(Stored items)
══════

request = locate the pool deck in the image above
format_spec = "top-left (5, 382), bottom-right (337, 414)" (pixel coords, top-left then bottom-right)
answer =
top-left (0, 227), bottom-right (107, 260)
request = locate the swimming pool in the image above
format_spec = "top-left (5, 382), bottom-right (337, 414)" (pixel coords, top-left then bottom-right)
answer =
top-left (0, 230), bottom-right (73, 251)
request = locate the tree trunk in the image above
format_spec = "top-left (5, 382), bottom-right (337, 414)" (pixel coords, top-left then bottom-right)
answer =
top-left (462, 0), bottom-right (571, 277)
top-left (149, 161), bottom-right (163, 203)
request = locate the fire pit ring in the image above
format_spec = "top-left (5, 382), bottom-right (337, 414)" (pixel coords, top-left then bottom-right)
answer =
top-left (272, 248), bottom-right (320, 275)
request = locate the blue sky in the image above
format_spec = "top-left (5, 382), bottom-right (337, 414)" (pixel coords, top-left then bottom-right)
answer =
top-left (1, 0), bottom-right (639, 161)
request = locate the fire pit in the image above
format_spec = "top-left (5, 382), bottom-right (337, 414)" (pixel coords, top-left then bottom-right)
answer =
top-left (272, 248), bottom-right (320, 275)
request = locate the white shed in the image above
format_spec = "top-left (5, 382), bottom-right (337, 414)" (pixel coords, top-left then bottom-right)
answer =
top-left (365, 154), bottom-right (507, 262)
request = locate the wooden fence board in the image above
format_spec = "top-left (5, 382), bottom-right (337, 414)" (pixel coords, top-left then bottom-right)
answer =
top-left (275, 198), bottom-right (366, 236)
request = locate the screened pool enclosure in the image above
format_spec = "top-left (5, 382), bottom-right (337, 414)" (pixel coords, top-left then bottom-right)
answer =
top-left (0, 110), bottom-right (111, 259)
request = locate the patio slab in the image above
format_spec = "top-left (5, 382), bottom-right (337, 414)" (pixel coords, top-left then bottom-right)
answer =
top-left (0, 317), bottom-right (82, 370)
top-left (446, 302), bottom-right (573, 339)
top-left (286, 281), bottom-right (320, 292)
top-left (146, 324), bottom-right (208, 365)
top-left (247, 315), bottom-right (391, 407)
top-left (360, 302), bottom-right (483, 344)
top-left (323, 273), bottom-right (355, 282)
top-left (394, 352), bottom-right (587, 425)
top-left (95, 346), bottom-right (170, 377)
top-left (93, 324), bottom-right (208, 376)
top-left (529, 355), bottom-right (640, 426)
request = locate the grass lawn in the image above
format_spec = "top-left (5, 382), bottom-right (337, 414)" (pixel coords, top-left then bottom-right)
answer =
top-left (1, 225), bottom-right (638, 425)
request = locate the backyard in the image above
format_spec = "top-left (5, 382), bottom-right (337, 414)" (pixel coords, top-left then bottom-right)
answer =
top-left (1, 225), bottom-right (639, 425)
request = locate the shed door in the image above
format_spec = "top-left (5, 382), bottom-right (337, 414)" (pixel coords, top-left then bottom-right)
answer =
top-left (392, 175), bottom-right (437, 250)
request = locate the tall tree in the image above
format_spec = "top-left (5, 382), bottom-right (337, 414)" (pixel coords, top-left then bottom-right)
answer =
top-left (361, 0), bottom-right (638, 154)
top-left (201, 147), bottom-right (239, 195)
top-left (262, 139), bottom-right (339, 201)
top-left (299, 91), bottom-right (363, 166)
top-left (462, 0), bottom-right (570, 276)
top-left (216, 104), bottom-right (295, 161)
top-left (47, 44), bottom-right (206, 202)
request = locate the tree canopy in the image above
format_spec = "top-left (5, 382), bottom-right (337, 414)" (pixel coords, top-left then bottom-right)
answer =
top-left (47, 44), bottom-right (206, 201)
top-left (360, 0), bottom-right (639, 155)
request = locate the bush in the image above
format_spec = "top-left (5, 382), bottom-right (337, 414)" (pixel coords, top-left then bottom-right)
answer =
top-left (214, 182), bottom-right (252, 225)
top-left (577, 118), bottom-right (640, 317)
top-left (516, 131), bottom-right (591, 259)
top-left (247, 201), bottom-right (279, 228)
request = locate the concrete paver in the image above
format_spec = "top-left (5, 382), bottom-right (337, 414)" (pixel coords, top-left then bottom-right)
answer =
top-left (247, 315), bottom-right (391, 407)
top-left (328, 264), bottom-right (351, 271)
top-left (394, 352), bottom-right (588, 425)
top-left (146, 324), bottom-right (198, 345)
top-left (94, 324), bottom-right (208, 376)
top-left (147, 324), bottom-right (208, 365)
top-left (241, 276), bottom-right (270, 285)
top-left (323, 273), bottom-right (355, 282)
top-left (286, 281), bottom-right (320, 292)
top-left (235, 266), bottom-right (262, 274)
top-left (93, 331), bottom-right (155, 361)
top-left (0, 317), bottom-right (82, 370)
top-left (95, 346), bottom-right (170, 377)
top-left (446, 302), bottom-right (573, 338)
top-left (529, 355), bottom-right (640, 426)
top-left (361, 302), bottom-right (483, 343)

══════

== Your goal ==
Could you retype exactly the lines above, starting at the line that contains "request = locate the grass" and ending at the line that contains "request = locate the backyard", and nothing more?

== Your response ==
request = locate the grass lawn in the image above
format_spec = "top-left (5, 382), bottom-right (337, 414)" (pixel coords, top-left then bottom-right)
answer =
top-left (1, 225), bottom-right (638, 425)
request = locate the backyard in the image above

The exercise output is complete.